Stored data entries:
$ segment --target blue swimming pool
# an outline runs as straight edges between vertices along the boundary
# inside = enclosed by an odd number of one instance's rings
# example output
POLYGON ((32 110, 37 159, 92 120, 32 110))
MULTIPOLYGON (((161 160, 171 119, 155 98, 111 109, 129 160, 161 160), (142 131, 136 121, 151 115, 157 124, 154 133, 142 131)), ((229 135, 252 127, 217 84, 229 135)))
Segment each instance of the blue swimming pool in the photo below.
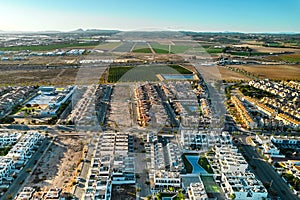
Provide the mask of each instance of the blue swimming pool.
POLYGON ((208 174, 208 172, 198 164, 200 156, 186 155, 185 157, 193 166, 192 174, 208 174))
POLYGON ((165 80, 194 80, 193 74, 161 74, 165 80))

**What the task requires**
The lines above from the one containing "# an outline" through the one containing "POLYGON ((32 110, 37 159, 92 120, 32 110))" are to be set down exactly, and no others.

**Solution to the exercise**
# an outline runs as straight edges between vertices along the boundary
# inside = enclosed by an odd number of one instance's rings
# example output
POLYGON ((32 110, 37 159, 92 120, 32 110))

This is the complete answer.